[START Text section]

Sorry, clicked send prematurely, fully reply below: On 2023-12-11 11:44, Thorsten Bro | openSUSE Member wrote:
Any changes to these Trademark Guidelines can only be accomplished after negotiations with SUSE, as the actual owners of the openSUSE Marks.
Really? Where is this written? Might the community see the paperwork between SUSE and openSUSE about trademark agreements? Does it include the Artwork/Logo explicitly? Please be transparent on this one.
It's not written, but a fact of life and history. SUSE own the trademarks and ultimately control how they are used.
One of the primary reasons the SUSE appointed Chairperson to the Board carries veto power is to ensure nothing slips through the cracks between the Board's execution of the Trademark Guidelines and SUSE's interests as owners of the Marks.
True is - SUSE is the owner of the Trademark openSUSE. But at least for the German Trademark register, it is only registered as "Wortmarke" (wording trademark) called openSUSE see [1] I refer to my DISCLAIMER again, but as far as I could research, there is no such thing as a "Bildmarke" (picture trademark) for openSUSE - means there is no trademark of any Logo that SUSE holds for openSUSE - that's why I asked for the paperwork between SUSE and the openSUSE project. Maybe there is a definition how the wording trademark is allowed to use, maybe there is a defined logo as well. But without knowing the details, it is all a big MAYBE. In fact, if there is only a wording trademark and the project is allowed to use this by the trademark guidelines. Than the Board can decide - together with all community members - to change the Logo of the project at any time. It has nothing to do with any trademark violations than.

[END Text section]
[START Data entries]

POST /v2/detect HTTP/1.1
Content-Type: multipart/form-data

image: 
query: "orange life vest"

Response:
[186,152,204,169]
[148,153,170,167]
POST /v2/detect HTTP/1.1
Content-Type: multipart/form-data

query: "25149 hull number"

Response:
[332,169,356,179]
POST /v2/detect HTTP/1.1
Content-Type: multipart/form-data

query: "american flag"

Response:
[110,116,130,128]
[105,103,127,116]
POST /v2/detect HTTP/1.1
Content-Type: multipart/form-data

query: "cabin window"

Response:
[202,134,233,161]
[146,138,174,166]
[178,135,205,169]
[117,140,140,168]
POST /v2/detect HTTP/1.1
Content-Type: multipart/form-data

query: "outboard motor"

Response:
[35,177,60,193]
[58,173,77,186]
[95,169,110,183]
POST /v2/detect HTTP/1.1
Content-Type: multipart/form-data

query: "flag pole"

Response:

[END Data entries]
[START Data entries]

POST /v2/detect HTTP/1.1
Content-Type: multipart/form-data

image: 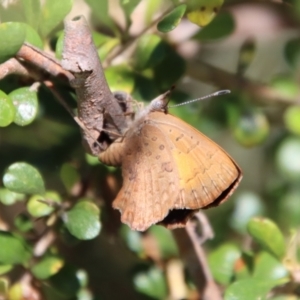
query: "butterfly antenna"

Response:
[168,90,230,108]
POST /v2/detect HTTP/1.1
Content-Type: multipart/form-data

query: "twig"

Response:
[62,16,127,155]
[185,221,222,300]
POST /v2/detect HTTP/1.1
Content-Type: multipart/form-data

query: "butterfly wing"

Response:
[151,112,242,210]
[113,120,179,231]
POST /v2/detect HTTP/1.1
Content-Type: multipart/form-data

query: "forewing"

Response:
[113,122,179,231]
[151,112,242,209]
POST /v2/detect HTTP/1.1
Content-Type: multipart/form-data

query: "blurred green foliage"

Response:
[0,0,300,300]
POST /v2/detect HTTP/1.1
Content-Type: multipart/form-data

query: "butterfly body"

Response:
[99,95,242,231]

[END Data entries]

What is asked.
[1] Answer these from the openSUSE trademark text:
(a) Who owns the openSUSE trademarks?
(b) What power does the SUSE-appointed Chairperson to the Board carry?
(c) In the German trademark register, what kind of trademark is openSUSE registered as?
[2] Please set down the stretch of the openSUSE trademark text from "One of the primary" through "of the Marks.", word for word.
The dataset excerpt is separate material with no connection to the openSUSE trademark text.

Task responses.
[1]
(a) SUSE
(b) Veto power
(c) A "Wortmarke" (wording trademark)

[2]
One of the primary reasons the SUSE appointed Chairperson to the Board carries veto power is to ensure nothing slips through the cracks between the Board's execution of the Trademark Guidelines and SUSE's interests as owners of the Marks.